═════ Recorded data
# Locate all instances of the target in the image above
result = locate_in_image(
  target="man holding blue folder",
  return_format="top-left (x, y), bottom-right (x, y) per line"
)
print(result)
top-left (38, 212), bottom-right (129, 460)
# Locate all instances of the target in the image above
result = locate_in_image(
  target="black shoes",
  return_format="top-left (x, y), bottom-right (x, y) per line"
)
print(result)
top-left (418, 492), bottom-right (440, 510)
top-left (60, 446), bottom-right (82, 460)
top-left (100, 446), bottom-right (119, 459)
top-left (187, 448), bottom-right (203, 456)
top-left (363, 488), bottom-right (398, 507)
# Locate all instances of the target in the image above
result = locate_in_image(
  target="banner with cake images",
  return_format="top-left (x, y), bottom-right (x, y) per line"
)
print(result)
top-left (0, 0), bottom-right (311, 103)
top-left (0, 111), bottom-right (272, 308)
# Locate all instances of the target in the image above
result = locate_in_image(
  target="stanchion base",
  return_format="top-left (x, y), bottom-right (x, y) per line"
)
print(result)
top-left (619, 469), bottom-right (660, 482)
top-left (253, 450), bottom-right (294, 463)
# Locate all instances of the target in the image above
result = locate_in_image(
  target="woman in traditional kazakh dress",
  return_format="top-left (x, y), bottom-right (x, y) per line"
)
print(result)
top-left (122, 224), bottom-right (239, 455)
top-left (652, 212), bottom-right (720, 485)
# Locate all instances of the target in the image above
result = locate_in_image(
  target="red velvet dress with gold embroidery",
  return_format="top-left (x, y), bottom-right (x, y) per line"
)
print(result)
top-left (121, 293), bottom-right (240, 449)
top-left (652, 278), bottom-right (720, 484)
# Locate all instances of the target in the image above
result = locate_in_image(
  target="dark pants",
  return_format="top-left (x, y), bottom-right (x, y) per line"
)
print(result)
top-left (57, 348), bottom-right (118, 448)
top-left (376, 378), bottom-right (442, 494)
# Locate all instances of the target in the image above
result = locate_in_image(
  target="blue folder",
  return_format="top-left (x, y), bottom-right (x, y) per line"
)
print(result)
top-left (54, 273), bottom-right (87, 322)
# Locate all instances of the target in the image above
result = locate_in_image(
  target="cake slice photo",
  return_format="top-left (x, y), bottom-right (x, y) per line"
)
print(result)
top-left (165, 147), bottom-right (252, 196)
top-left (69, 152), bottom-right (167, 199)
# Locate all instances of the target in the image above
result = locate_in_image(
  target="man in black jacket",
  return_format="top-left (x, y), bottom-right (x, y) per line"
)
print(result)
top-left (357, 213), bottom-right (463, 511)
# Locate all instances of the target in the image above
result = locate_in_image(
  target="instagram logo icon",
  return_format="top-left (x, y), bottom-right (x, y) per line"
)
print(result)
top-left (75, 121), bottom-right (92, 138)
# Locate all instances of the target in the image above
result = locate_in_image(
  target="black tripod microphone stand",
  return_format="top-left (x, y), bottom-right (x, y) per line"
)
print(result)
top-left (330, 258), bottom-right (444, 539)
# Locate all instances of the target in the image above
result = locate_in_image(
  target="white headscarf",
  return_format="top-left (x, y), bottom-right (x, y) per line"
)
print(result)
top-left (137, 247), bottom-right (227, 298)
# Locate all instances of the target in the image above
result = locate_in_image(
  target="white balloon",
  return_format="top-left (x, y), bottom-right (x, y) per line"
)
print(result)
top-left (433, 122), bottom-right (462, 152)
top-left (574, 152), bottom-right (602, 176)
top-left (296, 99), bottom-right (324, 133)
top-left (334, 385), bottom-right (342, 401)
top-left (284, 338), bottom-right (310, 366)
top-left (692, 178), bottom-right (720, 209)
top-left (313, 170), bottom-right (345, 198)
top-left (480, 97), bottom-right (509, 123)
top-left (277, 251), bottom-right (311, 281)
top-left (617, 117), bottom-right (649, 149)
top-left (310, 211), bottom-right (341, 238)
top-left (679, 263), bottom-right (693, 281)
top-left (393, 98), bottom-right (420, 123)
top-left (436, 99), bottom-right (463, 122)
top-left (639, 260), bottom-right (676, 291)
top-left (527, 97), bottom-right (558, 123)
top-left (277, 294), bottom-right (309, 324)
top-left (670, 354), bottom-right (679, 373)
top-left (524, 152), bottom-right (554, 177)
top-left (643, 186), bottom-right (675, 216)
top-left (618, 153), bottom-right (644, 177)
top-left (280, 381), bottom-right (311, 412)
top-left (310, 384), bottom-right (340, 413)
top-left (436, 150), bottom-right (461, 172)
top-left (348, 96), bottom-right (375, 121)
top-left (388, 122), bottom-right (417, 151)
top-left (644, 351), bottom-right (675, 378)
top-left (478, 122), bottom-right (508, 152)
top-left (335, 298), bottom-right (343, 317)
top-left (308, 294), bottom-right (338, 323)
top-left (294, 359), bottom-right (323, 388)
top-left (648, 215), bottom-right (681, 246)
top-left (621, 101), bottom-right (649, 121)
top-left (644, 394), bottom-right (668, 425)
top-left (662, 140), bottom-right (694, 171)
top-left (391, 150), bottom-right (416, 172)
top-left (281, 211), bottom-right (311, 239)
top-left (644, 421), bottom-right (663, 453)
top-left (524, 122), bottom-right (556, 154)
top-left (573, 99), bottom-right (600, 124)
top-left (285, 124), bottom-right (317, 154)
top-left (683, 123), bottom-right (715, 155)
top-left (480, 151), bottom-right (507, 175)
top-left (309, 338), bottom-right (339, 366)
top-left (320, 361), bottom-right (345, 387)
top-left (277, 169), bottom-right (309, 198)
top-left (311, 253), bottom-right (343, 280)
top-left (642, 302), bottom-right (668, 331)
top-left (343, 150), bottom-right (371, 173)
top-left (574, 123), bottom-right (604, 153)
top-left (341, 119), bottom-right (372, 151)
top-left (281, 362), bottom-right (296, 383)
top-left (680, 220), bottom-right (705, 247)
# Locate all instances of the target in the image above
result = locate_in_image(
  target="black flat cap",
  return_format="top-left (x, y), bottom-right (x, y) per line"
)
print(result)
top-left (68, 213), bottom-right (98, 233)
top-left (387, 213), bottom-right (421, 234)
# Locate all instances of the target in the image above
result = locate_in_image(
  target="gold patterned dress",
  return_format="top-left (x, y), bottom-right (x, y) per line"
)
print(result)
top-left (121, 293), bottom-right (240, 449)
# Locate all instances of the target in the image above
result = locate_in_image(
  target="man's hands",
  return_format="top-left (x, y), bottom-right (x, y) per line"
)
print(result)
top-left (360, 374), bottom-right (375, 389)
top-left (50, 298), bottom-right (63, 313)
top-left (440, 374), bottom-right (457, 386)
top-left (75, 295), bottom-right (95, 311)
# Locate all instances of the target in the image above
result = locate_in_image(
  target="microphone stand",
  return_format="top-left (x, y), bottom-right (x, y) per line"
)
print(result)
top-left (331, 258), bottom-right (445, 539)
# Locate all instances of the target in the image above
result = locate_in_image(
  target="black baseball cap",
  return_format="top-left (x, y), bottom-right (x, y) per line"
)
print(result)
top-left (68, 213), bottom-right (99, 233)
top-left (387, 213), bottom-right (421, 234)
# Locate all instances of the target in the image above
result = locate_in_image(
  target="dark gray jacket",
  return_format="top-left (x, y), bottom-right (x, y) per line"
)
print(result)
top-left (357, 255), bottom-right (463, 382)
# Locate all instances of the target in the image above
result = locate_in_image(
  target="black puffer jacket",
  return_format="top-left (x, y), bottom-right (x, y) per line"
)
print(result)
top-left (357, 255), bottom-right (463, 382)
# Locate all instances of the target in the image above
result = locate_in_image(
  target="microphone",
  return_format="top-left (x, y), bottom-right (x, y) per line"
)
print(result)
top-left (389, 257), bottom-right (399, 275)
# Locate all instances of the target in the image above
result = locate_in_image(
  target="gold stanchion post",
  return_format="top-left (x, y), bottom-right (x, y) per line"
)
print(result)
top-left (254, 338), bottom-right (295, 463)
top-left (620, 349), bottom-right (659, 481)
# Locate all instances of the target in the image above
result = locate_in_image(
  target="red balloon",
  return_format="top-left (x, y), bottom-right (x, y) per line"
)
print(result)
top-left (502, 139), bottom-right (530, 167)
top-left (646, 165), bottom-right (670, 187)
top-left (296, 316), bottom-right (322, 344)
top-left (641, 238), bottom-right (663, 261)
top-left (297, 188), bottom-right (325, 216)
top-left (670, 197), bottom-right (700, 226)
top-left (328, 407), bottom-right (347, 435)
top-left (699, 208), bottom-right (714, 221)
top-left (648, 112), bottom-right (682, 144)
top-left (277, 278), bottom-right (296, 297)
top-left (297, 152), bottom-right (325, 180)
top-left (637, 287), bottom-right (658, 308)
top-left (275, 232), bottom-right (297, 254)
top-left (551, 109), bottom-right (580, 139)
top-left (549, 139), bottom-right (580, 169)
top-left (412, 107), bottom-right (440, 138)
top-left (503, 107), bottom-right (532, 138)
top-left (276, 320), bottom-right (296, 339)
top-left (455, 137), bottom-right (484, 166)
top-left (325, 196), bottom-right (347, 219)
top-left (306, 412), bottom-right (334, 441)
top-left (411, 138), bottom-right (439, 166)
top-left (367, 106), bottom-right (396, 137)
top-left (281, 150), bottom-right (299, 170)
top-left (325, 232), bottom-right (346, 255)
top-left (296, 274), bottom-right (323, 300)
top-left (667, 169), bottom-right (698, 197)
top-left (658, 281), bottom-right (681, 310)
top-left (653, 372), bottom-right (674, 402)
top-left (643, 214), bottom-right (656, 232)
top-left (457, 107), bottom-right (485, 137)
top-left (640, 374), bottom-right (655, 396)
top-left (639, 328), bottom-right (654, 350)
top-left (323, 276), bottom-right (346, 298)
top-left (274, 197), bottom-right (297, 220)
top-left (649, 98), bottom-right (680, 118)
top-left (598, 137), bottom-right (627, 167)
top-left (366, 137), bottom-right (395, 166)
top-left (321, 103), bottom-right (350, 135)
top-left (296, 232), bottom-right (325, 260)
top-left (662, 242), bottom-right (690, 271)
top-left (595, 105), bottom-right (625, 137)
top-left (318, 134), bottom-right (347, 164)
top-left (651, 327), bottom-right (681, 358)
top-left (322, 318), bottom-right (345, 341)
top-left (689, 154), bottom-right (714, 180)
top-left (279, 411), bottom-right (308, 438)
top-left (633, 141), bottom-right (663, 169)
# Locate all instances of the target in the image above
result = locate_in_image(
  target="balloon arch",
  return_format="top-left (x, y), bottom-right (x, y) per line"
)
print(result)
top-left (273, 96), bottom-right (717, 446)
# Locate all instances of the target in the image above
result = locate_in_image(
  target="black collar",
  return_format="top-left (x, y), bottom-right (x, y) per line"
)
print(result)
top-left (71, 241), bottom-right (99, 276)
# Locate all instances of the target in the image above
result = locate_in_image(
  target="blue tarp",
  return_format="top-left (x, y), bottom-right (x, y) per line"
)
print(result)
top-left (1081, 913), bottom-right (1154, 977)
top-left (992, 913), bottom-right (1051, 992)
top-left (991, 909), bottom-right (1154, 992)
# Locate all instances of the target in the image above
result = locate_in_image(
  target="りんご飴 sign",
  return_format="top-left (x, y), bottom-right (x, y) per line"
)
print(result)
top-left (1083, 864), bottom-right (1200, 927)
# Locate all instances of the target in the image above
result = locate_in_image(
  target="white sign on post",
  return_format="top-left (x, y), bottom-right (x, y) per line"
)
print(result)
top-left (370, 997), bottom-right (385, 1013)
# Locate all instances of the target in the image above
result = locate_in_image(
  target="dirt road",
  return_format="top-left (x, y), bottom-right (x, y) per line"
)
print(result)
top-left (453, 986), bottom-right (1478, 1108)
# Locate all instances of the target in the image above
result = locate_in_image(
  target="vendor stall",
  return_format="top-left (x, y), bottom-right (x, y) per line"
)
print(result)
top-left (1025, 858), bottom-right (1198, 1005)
══════════
Each line of the data that includes "jacket" should be copied.

• **Expected answer**
  target="man in black jacket",
  target="dark gray jacket",
  target="black puffer jacket",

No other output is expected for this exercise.